Exercise data>

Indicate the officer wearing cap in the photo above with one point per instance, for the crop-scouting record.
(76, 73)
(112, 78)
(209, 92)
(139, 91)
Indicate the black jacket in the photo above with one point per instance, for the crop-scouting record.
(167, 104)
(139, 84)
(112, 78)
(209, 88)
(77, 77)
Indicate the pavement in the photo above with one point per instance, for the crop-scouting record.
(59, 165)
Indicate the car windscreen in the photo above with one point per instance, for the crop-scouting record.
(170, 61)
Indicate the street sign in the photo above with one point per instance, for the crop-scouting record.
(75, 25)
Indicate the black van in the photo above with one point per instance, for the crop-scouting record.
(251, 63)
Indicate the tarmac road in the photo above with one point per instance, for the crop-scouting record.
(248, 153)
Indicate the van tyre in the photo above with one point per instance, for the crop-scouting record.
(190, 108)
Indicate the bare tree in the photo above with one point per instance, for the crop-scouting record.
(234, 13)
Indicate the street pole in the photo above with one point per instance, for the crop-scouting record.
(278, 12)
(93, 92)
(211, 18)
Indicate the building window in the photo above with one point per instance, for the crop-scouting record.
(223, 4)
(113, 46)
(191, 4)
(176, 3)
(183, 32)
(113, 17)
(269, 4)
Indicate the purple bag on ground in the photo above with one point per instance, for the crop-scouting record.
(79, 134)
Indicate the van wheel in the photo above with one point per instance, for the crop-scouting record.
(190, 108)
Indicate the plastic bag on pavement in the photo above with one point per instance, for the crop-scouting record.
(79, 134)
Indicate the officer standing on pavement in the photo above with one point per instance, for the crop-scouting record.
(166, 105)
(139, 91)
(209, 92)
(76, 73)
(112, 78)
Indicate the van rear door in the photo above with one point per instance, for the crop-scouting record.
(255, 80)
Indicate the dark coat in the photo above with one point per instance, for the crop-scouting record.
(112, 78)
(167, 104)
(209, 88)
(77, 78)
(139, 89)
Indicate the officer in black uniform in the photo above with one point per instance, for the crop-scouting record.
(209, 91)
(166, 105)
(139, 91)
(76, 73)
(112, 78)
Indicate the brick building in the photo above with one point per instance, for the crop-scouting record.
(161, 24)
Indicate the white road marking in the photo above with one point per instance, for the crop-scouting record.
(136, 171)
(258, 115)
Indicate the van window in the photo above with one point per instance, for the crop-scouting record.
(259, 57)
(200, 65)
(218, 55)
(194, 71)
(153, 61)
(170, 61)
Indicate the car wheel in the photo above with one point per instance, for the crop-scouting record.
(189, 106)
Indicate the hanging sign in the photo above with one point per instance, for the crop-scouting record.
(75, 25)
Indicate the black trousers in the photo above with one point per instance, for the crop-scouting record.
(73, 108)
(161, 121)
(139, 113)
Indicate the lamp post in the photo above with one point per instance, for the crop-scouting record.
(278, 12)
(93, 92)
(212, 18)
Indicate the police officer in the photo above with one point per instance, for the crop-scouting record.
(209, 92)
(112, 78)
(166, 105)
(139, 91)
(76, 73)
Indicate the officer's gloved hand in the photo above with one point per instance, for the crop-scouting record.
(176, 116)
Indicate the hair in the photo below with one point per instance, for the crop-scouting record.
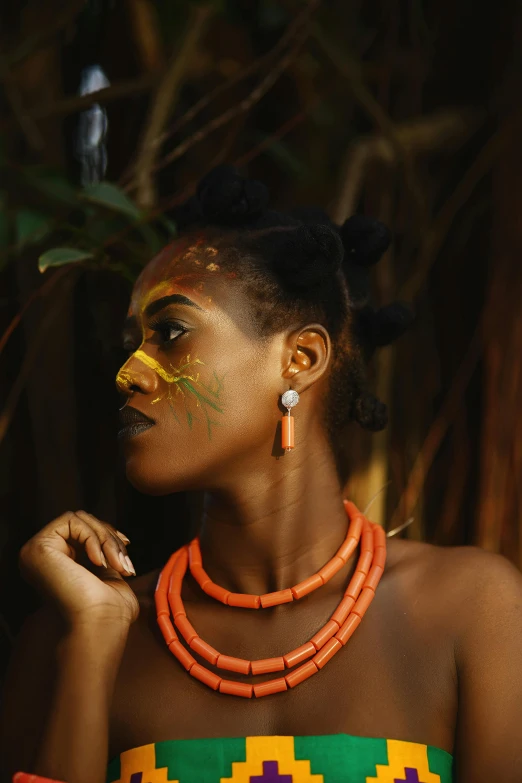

What to do> Start at the line holding "Indicate the officer's" and stop at the last line of the entries above. Repeat those lines exactly, pictures excluded.

Result of the exercise>
Indicate the officer's gloved hand in the photo above with one point per instance, for the crop-scouting record.
(176, 116)
Indicate the hair in the photo below with one point per instance, for the crop-scouting record.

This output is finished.